▶ **Document passage**:
* * * * *

David Mytton (01:48): And how should developers try and convince their team to care about it then? If you've got an individual developer who's really interested in the privacy aspects, but they're always competing business needs. And depending on where you're working, how should someone think about that?

Cate Huston (02:03): Yeah. I mean I'd encourage people to think not about what they can add, but what they can remove. Like, what analytics frameworks have been added? What are you really getting from them? And what do you really need? And all of the things that you add to an application. For example, add to the bill time, add to slow things down. And many of them, for what purpose? There's so many apps that are getting shipped with so many different analytics frameworks embedded, all tracking different things. I am very skeptical that anyone's getting that amount of value there, relative to the cost of what it's adding to the app.

* * * * *

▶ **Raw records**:
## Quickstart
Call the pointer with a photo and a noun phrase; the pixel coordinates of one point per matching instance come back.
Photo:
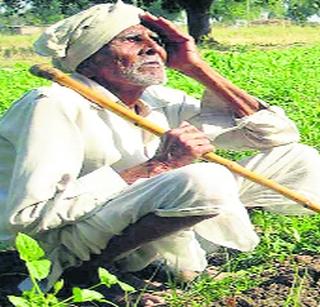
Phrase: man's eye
(133, 38)
(158, 40)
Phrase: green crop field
(276, 66)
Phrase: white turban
(72, 40)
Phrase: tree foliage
(199, 12)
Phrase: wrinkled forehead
(135, 30)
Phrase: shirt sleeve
(264, 129)
(47, 189)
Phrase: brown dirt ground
(273, 291)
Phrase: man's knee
(200, 177)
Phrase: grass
(279, 64)
(277, 35)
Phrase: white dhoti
(197, 189)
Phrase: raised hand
(181, 48)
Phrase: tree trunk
(198, 17)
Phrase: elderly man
(83, 181)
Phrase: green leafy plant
(39, 268)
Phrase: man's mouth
(152, 64)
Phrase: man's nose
(151, 47)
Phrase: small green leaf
(51, 300)
(85, 295)
(39, 269)
(58, 286)
(107, 278)
(28, 248)
(125, 287)
(18, 301)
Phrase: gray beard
(144, 78)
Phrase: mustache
(144, 61)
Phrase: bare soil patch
(286, 285)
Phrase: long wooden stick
(45, 71)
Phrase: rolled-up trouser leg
(294, 166)
(196, 190)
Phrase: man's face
(133, 57)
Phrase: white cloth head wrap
(72, 40)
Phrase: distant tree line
(199, 12)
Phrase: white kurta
(60, 156)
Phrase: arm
(183, 56)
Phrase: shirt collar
(142, 108)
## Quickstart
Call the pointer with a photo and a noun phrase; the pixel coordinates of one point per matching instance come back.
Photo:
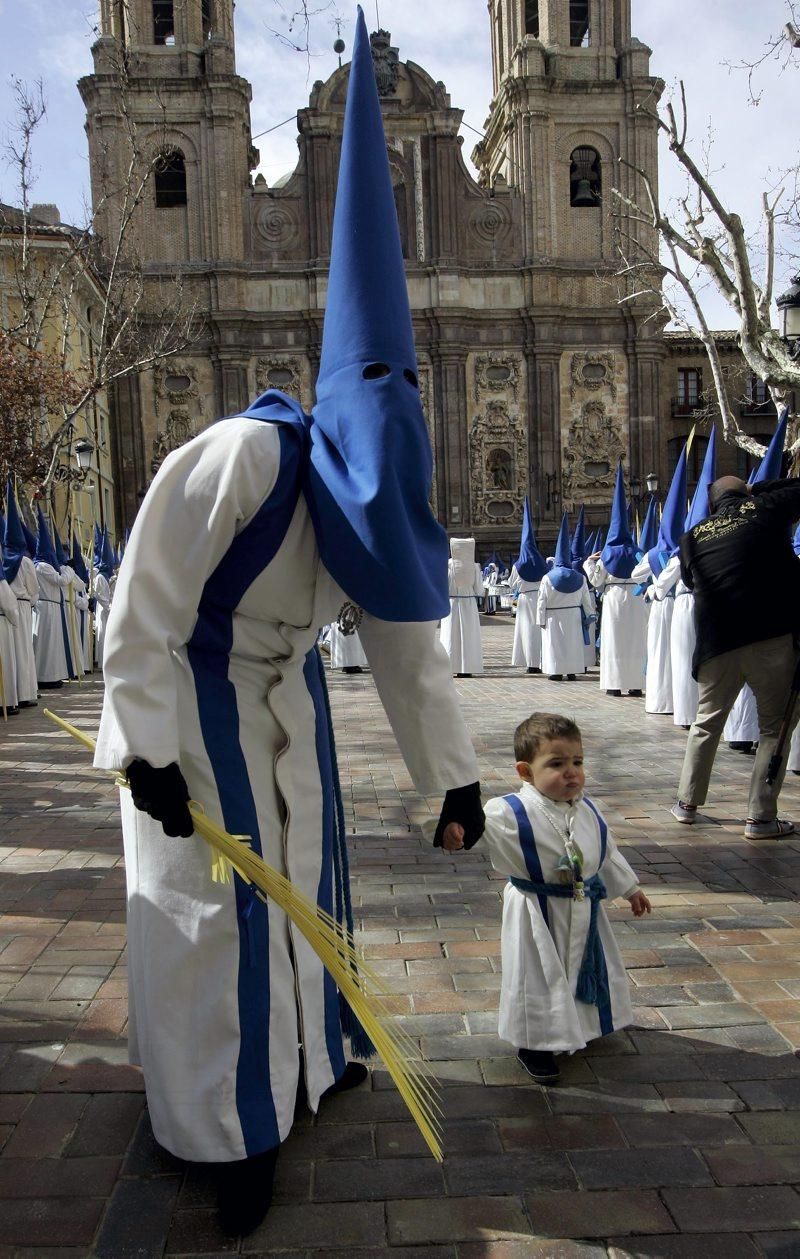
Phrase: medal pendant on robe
(349, 618)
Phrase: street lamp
(83, 455)
(789, 316)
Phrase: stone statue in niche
(498, 463)
(178, 431)
(595, 443)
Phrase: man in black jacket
(746, 582)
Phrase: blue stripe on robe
(604, 1001)
(315, 683)
(529, 847)
(209, 654)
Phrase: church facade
(533, 375)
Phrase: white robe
(25, 588)
(9, 620)
(69, 579)
(48, 635)
(659, 667)
(562, 627)
(460, 631)
(345, 649)
(101, 591)
(221, 674)
(527, 650)
(541, 957)
(682, 643)
(742, 724)
(624, 635)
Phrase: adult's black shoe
(245, 1192)
(353, 1075)
(541, 1064)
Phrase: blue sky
(692, 39)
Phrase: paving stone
(612, 1213)
(454, 1219)
(137, 1220)
(733, 1210)
(639, 1168)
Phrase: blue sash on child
(592, 983)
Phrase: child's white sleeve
(616, 874)
(502, 836)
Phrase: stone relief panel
(498, 438)
(290, 373)
(595, 424)
(177, 408)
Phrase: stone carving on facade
(595, 443)
(490, 222)
(386, 62)
(276, 225)
(498, 465)
(174, 383)
(179, 428)
(497, 373)
(280, 372)
(592, 369)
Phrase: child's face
(557, 768)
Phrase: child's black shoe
(541, 1064)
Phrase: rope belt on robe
(592, 986)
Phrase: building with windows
(533, 377)
(51, 299)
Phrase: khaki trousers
(769, 666)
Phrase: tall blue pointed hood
(577, 547)
(770, 466)
(673, 518)
(531, 563)
(562, 574)
(77, 562)
(619, 553)
(699, 509)
(14, 545)
(45, 552)
(106, 563)
(649, 531)
(369, 471)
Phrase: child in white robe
(563, 977)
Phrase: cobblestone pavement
(679, 1137)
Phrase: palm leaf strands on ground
(362, 988)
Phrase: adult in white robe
(25, 589)
(682, 643)
(543, 938)
(219, 636)
(624, 638)
(527, 650)
(659, 669)
(345, 650)
(560, 616)
(460, 631)
(48, 635)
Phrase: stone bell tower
(165, 83)
(567, 125)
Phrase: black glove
(461, 805)
(163, 793)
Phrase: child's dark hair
(538, 727)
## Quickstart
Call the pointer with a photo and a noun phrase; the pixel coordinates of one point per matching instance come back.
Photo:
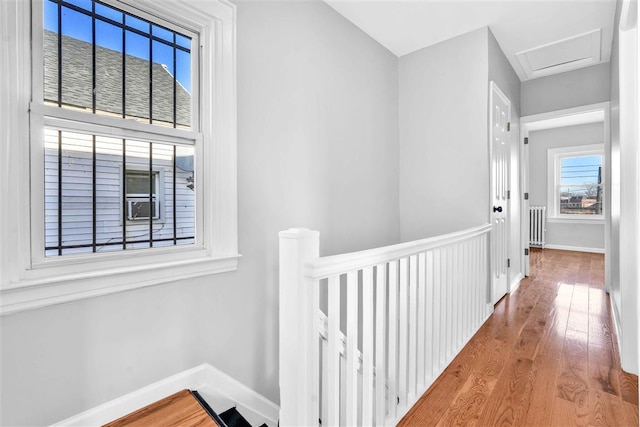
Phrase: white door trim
(593, 113)
(495, 90)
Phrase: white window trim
(554, 156)
(25, 285)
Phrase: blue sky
(78, 25)
(580, 170)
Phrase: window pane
(68, 193)
(77, 69)
(162, 33)
(581, 170)
(183, 41)
(581, 185)
(108, 12)
(183, 89)
(108, 198)
(50, 40)
(83, 4)
(156, 75)
(137, 23)
(185, 195)
(97, 211)
(163, 84)
(581, 200)
(137, 76)
(108, 68)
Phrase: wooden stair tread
(180, 409)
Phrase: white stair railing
(363, 335)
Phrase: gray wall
(502, 73)
(444, 167)
(317, 147)
(585, 86)
(613, 273)
(586, 236)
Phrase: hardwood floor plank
(507, 400)
(548, 355)
(602, 370)
(608, 410)
(628, 387)
(471, 398)
(540, 409)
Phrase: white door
(499, 147)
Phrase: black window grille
(102, 59)
(111, 194)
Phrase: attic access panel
(565, 55)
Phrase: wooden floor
(548, 356)
(180, 409)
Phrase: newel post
(299, 336)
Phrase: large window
(576, 187)
(99, 59)
(123, 155)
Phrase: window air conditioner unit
(140, 208)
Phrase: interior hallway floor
(547, 356)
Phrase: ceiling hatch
(564, 55)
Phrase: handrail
(321, 268)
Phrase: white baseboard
(205, 378)
(575, 248)
(515, 283)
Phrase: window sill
(575, 220)
(28, 294)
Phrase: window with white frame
(575, 182)
(125, 137)
(103, 60)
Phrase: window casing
(576, 183)
(30, 278)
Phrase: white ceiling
(404, 26)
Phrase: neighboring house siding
(77, 157)
(77, 214)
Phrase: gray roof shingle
(77, 81)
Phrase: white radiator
(537, 225)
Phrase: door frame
(593, 113)
(494, 89)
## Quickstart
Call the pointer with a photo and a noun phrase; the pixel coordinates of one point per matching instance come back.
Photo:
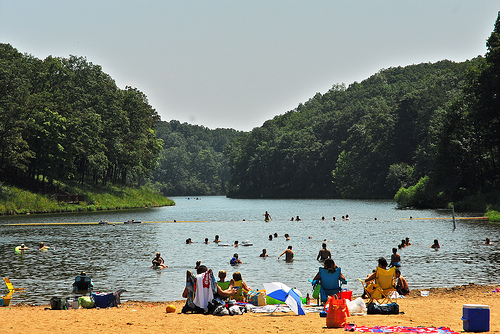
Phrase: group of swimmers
(267, 217)
(41, 246)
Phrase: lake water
(120, 256)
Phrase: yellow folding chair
(11, 287)
(383, 288)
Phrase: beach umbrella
(284, 293)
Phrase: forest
(64, 119)
(424, 134)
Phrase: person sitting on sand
(401, 285)
(364, 295)
(324, 253)
(192, 301)
(395, 258)
(158, 261)
(222, 280)
(289, 254)
(267, 217)
(382, 263)
(235, 260)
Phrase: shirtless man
(158, 261)
(324, 253)
(267, 216)
(395, 258)
(289, 254)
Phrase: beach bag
(104, 300)
(392, 308)
(86, 302)
(57, 303)
(337, 312)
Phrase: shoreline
(442, 308)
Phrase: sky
(235, 64)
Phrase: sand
(443, 307)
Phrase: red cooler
(346, 294)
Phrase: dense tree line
(465, 142)
(192, 160)
(430, 125)
(428, 130)
(362, 141)
(65, 119)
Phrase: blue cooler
(476, 318)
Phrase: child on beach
(402, 285)
(395, 258)
(235, 260)
(435, 245)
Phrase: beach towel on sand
(205, 283)
(399, 329)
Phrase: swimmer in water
(158, 262)
(289, 254)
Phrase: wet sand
(443, 307)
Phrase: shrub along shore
(15, 201)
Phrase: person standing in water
(289, 254)
(158, 262)
(267, 217)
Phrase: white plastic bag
(356, 307)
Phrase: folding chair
(83, 284)
(330, 282)
(383, 288)
(11, 287)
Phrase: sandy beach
(443, 307)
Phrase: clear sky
(236, 64)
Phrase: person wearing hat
(158, 262)
(82, 283)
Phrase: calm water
(120, 256)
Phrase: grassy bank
(17, 201)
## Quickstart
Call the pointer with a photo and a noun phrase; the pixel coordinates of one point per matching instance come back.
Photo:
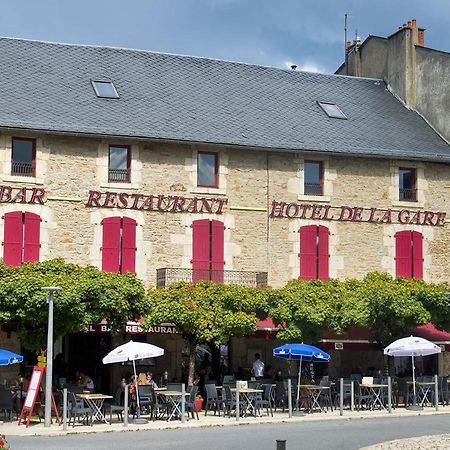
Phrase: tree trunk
(192, 346)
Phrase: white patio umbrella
(131, 351)
(412, 346)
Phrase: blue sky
(308, 33)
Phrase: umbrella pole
(414, 406)
(298, 382)
(137, 389)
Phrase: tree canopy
(389, 307)
(205, 312)
(88, 295)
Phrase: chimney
(418, 33)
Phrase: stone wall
(250, 181)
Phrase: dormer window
(332, 110)
(104, 89)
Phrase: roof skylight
(104, 89)
(332, 110)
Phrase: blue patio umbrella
(7, 357)
(301, 352)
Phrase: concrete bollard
(352, 395)
(290, 397)
(125, 406)
(65, 409)
(238, 412)
(436, 393)
(183, 403)
(389, 395)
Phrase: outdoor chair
(280, 395)
(77, 409)
(230, 402)
(190, 405)
(7, 403)
(347, 392)
(403, 395)
(326, 398)
(362, 397)
(443, 390)
(265, 400)
(117, 407)
(157, 406)
(144, 391)
(212, 399)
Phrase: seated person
(150, 381)
(142, 379)
(85, 381)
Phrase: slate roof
(46, 86)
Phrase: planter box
(198, 404)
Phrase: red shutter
(201, 249)
(128, 245)
(31, 237)
(403, 254)
(13, 239)
(217, 258)
(417, 251)
(111, 244)
(308, 252)
(323, 253)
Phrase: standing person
(258, 367)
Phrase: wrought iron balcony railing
(118, 175)
(168, 275)
(313, 188)
(407, 194)
(24, 169)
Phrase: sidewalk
(36, 428)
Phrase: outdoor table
(423, 389)
(95, 402)
(314, 394)
(376, 391)
(248, 395)
(174, 398)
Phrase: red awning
(267, 325)
(430, 332)
(359, 337)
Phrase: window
(207, 169)
(313, 180)
(314, 256)
(105, 89)
(409, 254)
(119, 245)
(119, 164)
(407, 185)
(332, 110)
(21, 240)
(23, 159)
(207, 250)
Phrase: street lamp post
(48, 372)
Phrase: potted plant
(198, 403)
(3, 443)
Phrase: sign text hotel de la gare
(199, 205)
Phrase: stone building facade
(260, 200)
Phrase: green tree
(307, 308)
(205, 312)
(88, 295)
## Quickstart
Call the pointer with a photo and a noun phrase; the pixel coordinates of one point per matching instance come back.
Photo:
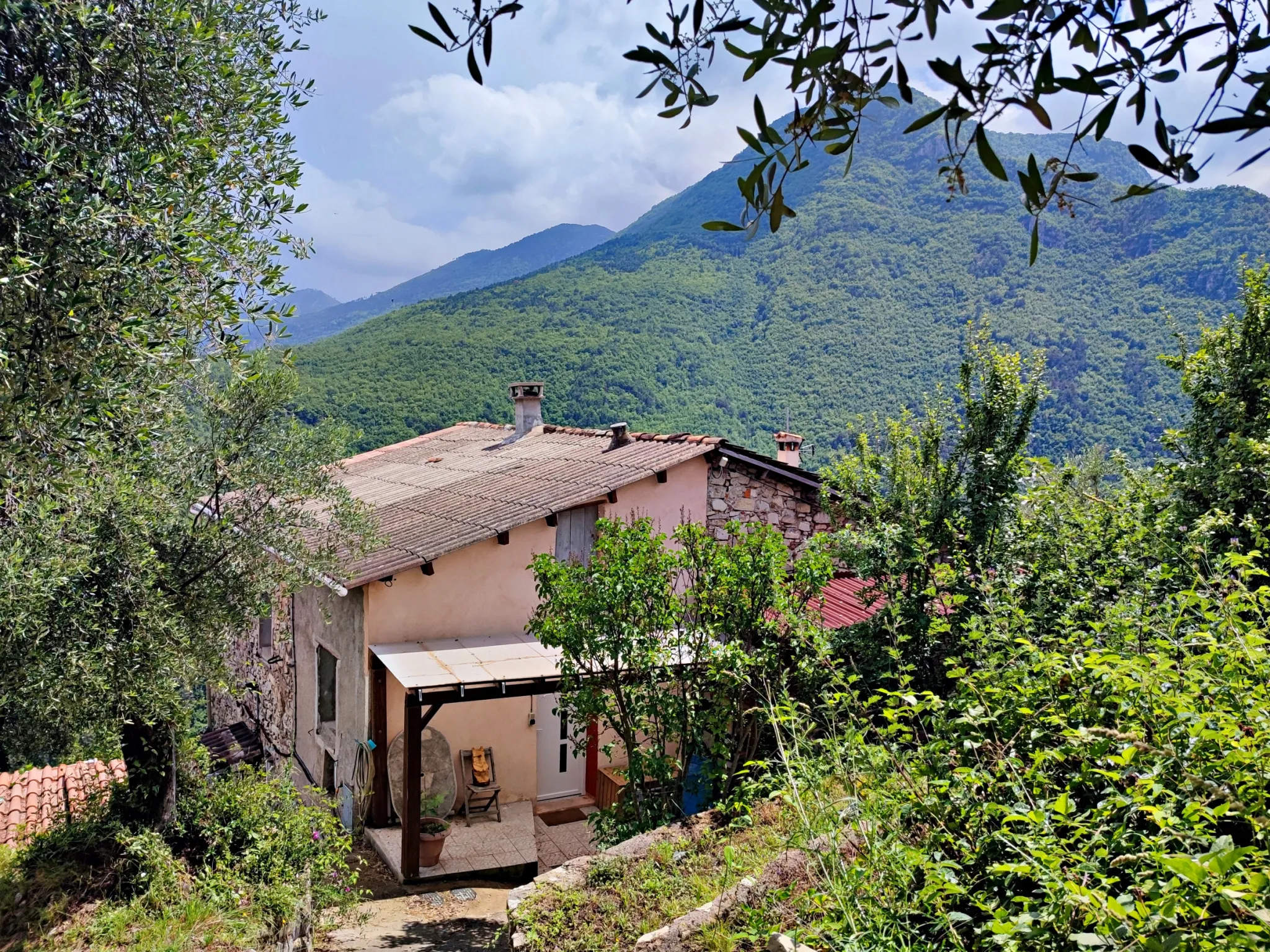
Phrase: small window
(575, 534)
(326, 685)
(328, 772)
(266, 632)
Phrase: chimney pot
(527, 398)
(789, 448)
(620, 437)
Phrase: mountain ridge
(469, 272)
(856, 306)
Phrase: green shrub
(236, 866)
(1090, 787)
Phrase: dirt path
(411, 918)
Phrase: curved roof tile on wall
(31, 801)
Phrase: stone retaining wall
(259, 692)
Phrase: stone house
(464, 511)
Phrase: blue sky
(409, 164)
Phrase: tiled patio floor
(558, 844)
(488, 847)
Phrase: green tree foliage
(244, 858)
(855, 307)
(145, 182)
(1094, 786)
(1222, 477)
(842, 56)
(123, 587)
(668, 648)
(928, 505)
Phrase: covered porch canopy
(445, 672)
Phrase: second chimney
(789, 448)
(527, 397)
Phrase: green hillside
(858, 305)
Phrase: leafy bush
(1072, 790)
(236, 866)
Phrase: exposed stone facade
(751, 494)
(260, 690)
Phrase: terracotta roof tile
(843, 602)
(31, 801)
(445, 490)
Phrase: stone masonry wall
(259, 692)
(750, 494)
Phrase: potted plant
(432, 832)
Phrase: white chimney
(788, 448)
(527, 397)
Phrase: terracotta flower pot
(432, 843)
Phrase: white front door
(561, 774)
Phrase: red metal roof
(842, 603)
(31, 801)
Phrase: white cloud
(491, 165)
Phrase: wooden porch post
(411, 795)
(592, 758)
(380, 735)
(415, 720)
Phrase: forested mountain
(859, 305)
(309, 301)
(477, 270)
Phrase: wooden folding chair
(481, 795)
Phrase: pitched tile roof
(31, 801)
(445, 490)
(842, 603)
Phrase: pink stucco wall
(488, 589)
(682, 498)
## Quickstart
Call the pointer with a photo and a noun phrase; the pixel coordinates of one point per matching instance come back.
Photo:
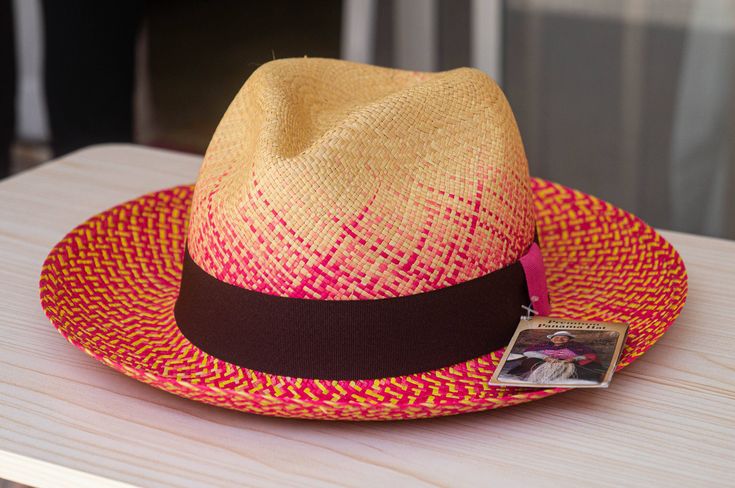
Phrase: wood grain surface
(67, 420)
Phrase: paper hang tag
(551, 352)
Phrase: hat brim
(110, 286)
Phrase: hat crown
(332, 180)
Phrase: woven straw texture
(110, 286)
(334, 180)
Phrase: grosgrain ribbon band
(357, 339)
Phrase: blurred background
(630, 100)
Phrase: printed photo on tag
(549, 352)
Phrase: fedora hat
(359, 245)
(561, 333)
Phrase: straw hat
(562, 333)
(358, 246)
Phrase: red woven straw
(110, 286)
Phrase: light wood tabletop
(67, 420)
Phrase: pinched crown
(327, 179)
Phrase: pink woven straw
(335, 181)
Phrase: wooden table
(67, 420)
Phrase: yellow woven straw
(335, 180)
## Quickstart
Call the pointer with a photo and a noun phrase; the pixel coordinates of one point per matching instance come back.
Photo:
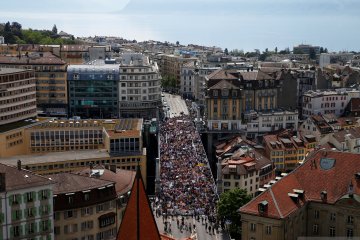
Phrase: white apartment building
(259, 123)
(328, 101)
(192, 80)
(26, 204)
(139, 86)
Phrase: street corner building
(320, 198)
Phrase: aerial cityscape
(118, 122)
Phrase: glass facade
(93, 92)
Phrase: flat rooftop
(19, 124)
(59, 157)
(11, 70)
(56, 157)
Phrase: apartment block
(287, 151)
(17, 95)
(84, 207)
(298, 207)
(327, 101)
(260, 123)
(26, 204)
(246, 169)
(139, 86)
(50, 74)
(233, 93)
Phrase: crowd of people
(187, 184)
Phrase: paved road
(176, 104)
(201, 231)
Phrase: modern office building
(26, 204)
(327, 101)
(139, 86)
(55, 146)
(17, 95)
(319, 199)
(84, 207)
(50, 74)
(93, 90)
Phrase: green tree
(228, 206)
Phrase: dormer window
(225, 92)
(262, 206)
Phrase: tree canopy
(14, 34)
(228, 207)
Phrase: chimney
(323, 196)
(2, 182)
(351, 190)
(19, 165)
(113, 168)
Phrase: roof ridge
(275, 203)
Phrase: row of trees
(262, 56)
(227, 209)
(14, 34)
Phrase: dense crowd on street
(187, 185)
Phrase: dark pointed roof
(138, 222)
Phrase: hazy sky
(242, 24)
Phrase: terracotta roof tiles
(334, 180)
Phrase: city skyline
(246, 25)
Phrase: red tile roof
(313, 179)
(138, 222)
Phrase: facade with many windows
(84, 207)
(26, 210)
(139, 86)
(50, 75)
(298, 207)
(17, 95)
(287, 151)
(93, 90)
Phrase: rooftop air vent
(294, 197)
(262, 206)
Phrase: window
(332, 232)
(16, 231)
(30, 196)
(252, 227)
(44, 194)
(87, 196)
(315, 229)
(316, 214)
(31, 228)
(268, 230)
(68, 214)
(57, 230)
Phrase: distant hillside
(14, 34)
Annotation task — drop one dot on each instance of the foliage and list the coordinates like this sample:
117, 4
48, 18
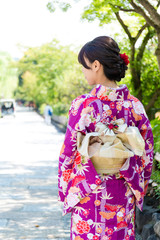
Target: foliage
8, 76
156, 130
156, 173
135, 38
50, 74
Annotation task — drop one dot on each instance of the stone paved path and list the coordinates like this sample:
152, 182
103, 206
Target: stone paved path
28, 179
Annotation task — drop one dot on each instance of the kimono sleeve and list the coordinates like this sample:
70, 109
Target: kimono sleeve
77, 176
67, 154
137, 170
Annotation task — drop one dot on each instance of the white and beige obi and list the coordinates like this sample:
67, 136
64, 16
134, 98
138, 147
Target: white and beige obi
110, 145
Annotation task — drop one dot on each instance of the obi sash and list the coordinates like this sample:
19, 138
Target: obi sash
110, 145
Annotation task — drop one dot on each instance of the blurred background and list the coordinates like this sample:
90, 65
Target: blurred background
39, 44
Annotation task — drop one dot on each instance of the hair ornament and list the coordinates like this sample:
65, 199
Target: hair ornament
125, 58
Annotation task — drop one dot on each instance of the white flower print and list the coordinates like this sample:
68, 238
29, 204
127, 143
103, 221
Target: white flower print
129, 231
93, 186
126, 104
90, 236
84, 121
90, 221
120, 214
112, 96
72, 199
76, 218
106, 107
62, 168
138, 108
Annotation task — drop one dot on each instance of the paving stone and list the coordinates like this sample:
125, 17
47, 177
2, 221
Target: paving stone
28, 180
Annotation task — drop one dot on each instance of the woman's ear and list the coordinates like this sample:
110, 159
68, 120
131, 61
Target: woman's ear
96, 65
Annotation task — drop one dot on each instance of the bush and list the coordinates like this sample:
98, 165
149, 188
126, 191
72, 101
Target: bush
61, 109
156, 170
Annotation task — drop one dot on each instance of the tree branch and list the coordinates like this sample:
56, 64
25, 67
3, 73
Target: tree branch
141, 49
125, 27
140, 31
153, 99
122, 9
151, 10
141, 12
158, 4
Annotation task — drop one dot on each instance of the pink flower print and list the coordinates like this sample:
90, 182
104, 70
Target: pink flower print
138, 108
72, 199
86, 212
110, 231
112, 96
84, 121
87, 110
127, 237
112, 105
126, 104
138, 170
95, 237
83, 227
106, 237
98, 181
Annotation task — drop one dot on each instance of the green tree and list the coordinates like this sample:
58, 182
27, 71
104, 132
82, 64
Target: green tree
50, 73
8, 76
138, 32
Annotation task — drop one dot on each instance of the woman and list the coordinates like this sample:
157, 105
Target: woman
106, 159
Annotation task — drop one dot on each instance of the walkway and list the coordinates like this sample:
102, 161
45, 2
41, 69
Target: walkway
28, 179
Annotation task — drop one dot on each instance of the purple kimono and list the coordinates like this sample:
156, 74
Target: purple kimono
103, 206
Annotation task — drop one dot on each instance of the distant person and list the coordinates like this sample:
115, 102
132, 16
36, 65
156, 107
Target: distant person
48, 114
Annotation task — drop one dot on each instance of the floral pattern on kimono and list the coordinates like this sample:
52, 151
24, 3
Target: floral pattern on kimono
103, 207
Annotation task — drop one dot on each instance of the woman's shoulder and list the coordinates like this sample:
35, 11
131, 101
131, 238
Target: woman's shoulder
81, 102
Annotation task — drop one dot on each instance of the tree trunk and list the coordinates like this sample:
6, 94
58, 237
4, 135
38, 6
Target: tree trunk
135, 73
157, 52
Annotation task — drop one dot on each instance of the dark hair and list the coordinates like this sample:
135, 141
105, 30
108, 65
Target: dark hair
106, 51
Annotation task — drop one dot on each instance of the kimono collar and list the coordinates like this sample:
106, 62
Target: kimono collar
111, 94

* * * * *

▶ **To be done**: Resume the interview on app privacy and analytics from the point at which it stops. The records are separate material, independent of the interview on app privacy and analytics.

▶ **Solved problem**:
But then the second thing... I think this is why what Apple's been doing is so important. Because, they ask the app not to track things. It's not clear that many apps are obeying it. But actually the threat of not making it through the App Store process, has always been one of the strongest levers that developers have had to do the right thing. And so now it's like, well, we have to respect this setting. Because otherwise, we can be rejected from the App Store. And that's a strong starting point.

David Mytton (03:03): So that's the benevolent dictatorship model I suppose, of someone like Apple, who's got the power to force that. Even though there's not really any code level or programmatic enforcement of it. It's just a preference box to the user. It's forcing the developers to be better.

Cate Huston (03:17): Well just because they can't now or don't now, doesn't mean that they won't be able to. And they also have the privacy nutrition labels, and those were pretty telling.

David Mytton (03:29): Yeah. So you saw all the apps update those, and then there were some companies that didn't update for a while because they were still thinking -

Cate Huston (03:35): Yeah. I wonder why. It's such a mystery.

David Mytton (03:39): Okay. So where would you advise developers to start, if they wanted to build privacy as a core feature into their product?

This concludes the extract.